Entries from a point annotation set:
## Start

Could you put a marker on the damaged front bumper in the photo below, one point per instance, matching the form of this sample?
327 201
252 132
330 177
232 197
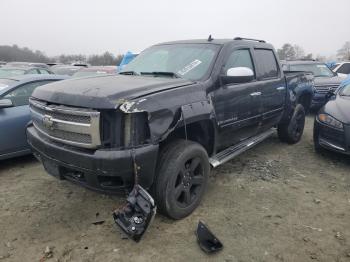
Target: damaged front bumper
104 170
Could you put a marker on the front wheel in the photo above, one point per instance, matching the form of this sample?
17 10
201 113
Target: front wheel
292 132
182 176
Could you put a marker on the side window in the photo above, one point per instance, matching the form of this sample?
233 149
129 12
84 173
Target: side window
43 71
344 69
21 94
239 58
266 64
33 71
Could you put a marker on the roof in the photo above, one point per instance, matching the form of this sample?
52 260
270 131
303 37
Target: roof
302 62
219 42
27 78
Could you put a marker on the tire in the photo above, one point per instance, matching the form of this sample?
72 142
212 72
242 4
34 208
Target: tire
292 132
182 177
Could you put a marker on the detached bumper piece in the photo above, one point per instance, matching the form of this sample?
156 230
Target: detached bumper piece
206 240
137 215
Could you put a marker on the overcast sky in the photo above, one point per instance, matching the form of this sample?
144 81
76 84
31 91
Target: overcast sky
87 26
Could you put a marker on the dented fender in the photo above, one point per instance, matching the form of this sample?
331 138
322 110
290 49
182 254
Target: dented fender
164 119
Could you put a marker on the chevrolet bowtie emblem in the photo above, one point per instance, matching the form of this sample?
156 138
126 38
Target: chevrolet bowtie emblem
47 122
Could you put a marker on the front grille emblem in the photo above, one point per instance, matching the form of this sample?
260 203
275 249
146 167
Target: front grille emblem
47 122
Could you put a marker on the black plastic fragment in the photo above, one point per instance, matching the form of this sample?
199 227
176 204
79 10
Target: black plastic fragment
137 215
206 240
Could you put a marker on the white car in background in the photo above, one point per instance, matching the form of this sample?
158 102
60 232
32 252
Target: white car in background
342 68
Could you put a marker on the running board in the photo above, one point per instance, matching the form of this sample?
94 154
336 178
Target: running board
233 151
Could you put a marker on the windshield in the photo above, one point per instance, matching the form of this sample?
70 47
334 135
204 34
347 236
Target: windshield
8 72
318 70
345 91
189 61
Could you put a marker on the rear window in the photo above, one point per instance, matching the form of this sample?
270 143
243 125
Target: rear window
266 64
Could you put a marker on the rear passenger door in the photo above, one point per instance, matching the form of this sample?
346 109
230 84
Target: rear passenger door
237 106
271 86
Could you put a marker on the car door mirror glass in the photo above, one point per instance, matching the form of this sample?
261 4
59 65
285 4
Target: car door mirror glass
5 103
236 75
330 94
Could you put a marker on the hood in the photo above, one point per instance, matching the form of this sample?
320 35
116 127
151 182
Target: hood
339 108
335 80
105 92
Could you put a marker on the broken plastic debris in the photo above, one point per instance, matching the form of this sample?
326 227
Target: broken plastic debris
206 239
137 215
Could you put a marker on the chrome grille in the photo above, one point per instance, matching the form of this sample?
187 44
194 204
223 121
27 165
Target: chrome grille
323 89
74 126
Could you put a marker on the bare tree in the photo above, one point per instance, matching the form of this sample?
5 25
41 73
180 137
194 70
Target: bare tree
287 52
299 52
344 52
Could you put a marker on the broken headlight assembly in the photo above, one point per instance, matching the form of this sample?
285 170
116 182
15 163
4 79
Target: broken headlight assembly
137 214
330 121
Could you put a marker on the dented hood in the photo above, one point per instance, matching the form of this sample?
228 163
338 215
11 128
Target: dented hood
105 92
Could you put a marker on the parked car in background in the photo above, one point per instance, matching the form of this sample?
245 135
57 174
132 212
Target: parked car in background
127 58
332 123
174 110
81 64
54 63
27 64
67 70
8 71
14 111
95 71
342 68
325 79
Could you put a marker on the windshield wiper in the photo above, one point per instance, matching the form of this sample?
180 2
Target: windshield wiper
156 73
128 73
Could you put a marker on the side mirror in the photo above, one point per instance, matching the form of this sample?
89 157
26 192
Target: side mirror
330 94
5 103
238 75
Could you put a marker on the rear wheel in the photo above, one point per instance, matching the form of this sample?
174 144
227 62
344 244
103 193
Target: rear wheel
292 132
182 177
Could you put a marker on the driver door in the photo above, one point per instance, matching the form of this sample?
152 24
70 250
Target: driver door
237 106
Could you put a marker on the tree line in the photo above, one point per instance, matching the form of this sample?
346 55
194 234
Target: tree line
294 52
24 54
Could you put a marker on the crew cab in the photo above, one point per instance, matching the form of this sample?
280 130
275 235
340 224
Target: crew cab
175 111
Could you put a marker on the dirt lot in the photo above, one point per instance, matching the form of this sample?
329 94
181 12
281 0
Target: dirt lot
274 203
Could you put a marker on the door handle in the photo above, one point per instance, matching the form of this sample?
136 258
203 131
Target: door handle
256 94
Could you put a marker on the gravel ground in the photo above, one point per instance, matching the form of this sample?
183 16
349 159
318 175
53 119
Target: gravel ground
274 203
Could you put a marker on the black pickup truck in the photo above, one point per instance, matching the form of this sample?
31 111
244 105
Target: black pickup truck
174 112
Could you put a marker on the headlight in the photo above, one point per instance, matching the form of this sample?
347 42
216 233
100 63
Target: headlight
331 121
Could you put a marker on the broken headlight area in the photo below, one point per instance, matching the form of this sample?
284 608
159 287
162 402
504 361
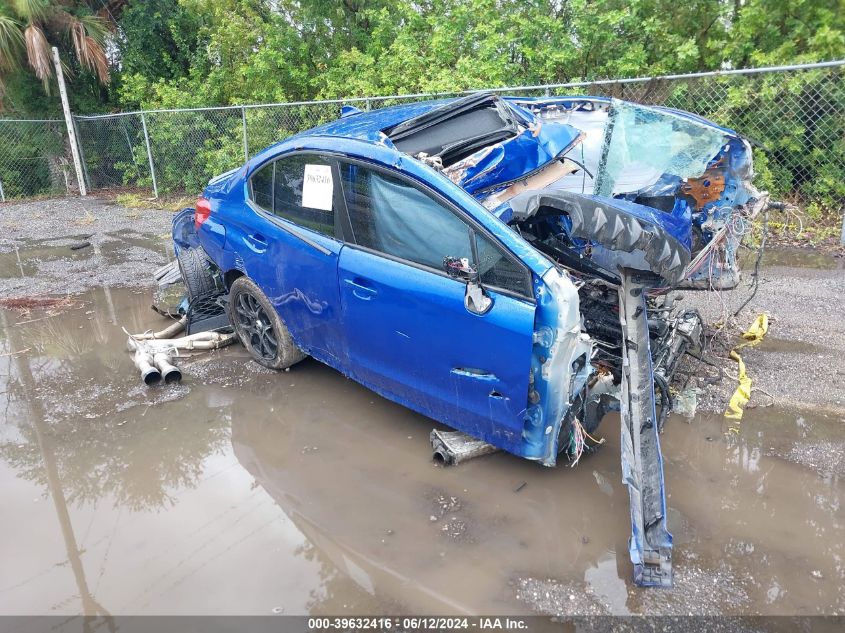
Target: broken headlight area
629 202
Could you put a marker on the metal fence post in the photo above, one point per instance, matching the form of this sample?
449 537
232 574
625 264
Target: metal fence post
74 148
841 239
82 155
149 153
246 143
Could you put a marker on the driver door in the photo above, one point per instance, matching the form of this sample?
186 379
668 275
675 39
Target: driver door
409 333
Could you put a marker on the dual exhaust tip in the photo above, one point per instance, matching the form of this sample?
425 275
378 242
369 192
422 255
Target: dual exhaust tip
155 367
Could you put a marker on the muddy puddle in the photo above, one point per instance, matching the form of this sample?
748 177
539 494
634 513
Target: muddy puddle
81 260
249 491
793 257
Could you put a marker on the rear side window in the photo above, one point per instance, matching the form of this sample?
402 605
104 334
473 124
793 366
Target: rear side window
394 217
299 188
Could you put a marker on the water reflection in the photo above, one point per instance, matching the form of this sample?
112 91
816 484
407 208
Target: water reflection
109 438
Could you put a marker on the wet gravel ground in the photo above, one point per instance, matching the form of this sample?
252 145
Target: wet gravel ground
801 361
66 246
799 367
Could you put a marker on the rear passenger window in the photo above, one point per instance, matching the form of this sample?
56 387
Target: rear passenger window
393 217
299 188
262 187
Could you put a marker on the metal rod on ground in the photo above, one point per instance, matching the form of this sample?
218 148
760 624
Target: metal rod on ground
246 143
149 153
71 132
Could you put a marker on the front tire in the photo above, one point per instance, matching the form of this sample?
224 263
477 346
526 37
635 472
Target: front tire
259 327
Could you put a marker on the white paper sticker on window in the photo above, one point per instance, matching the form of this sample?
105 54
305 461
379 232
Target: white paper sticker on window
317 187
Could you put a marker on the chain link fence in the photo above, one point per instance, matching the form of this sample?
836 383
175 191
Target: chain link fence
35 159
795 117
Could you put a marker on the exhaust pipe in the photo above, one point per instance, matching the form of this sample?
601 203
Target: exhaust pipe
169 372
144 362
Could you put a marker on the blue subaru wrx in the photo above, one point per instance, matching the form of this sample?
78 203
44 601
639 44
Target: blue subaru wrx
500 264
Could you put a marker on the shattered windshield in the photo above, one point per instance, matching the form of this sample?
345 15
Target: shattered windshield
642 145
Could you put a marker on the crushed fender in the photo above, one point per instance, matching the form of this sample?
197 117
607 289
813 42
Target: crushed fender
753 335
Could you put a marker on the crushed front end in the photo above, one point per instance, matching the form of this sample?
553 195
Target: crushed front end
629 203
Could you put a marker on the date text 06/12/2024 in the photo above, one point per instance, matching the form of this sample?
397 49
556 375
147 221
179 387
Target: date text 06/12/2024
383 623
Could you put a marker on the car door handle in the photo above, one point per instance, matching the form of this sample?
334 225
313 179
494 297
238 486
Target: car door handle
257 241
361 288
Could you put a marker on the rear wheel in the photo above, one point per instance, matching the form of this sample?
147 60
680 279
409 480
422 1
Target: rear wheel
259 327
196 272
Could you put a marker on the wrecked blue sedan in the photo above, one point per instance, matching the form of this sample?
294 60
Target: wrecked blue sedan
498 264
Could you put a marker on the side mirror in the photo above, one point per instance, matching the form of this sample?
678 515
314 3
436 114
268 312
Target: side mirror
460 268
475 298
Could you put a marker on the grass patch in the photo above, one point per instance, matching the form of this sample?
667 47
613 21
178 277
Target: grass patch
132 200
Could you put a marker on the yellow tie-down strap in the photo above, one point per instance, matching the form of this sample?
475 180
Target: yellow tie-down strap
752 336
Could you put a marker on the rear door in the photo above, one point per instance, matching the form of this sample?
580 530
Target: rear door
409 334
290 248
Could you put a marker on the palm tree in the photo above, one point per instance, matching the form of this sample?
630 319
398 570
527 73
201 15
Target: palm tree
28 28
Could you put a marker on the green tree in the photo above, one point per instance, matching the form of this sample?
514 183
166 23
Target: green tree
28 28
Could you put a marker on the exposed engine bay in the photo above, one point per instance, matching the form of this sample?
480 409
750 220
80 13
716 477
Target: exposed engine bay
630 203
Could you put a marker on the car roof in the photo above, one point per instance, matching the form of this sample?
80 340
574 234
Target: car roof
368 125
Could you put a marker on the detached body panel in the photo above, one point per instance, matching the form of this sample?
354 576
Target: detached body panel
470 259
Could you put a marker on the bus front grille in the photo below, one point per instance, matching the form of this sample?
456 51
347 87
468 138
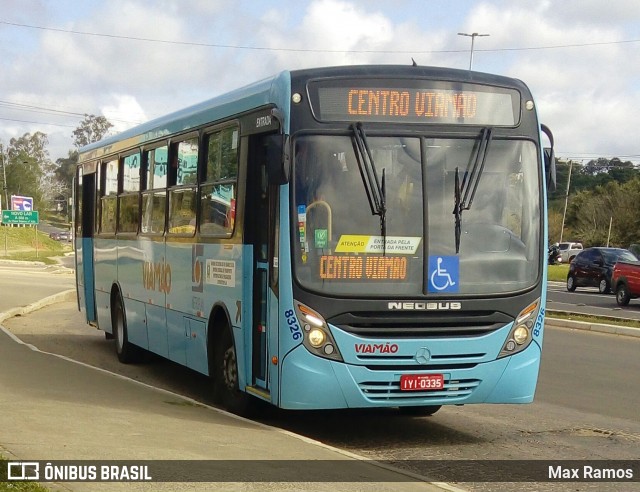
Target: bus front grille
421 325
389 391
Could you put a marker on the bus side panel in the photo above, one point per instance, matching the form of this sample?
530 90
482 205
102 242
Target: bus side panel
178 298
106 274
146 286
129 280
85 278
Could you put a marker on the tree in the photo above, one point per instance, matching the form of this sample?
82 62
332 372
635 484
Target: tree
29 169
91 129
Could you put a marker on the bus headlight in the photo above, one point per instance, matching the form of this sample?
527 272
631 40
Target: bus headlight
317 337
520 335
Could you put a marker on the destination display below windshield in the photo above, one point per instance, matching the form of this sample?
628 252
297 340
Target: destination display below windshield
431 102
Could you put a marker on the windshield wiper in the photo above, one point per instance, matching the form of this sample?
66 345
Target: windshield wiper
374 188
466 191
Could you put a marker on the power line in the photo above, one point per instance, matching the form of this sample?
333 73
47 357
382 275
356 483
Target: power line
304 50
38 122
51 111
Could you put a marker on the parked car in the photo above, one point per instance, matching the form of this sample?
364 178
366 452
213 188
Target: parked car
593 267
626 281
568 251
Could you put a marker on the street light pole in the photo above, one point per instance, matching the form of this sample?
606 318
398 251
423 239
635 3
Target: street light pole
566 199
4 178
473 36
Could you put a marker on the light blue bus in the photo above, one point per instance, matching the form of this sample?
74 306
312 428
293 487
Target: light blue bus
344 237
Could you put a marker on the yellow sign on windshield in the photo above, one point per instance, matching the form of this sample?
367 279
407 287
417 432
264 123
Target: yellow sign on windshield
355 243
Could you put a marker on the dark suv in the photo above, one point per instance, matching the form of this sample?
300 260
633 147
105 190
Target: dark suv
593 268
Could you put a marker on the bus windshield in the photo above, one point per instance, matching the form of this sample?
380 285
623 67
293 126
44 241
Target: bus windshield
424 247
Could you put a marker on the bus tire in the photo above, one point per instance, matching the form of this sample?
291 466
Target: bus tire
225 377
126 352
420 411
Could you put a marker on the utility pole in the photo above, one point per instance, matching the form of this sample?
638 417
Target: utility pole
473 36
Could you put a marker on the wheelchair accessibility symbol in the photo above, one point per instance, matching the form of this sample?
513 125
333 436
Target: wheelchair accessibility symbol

## End

# WHAT IS BEING ASKED
Starting at the line with "Could you put a marker on the power", copy every line up to and including the last one in the entries above.

# TASK SOLUTION
Could you put a marker on the power line in the photo above, one point per instance, matching the form of this sample?
333 73
47 357
382 275
356 483
Target: power line
304 50
38 122
51 111
Could you put a marker on the parked car in the photo above, one point per instance, matching the form of this sample?
364 178
366 452
213 188
Target: parked car
593 267
626 281
568 251
Could you put a marker on the street light pole in the photo above, one point per instance, matching the form of this sample?
606 318
398 251
423 239
635 3
Target: street light pole
566 199
4 178
473 36
Could you put a marker on the light blue bus in the photo above, one point per instance, matching the form of this sample?
74 306
312 428
293 487
Target: light blue bus
344 237
Could you put a marker on the yellow sign on windshield in the photo above, one point per instance, matching the form of this sample?
367 279
407 287
417 432
264 123
Target: yellow sign on windshield
355 243
Could you put a marker on the dark suv in the photo above, one point per instance, matching the form of this sample?
300 260
633 147
105 190
Target: dark suv
593 268
Could you put a marker on the bus windshield in the photo above, one point per instance, matching the form of this sample?
380 285
623 67
293 126
44 241
Target: bus windshield
424 247
Could you put a marker on the bus tire in the photo above, one point per instance, matching the form of this sample?
291 466
Target: bus tire
225 377
126 352
420 411
Could you put a marker on the utility pole in the photo above, one point per instance, matching the form of this sample?
638 417
Target: utility pole
473 36
Could you put a marker on the wheelchair accessibility symbol in the photo above, one point per instance, matching the form of this sample?
513 125
333 436
Target: wheelchair accessibility symbol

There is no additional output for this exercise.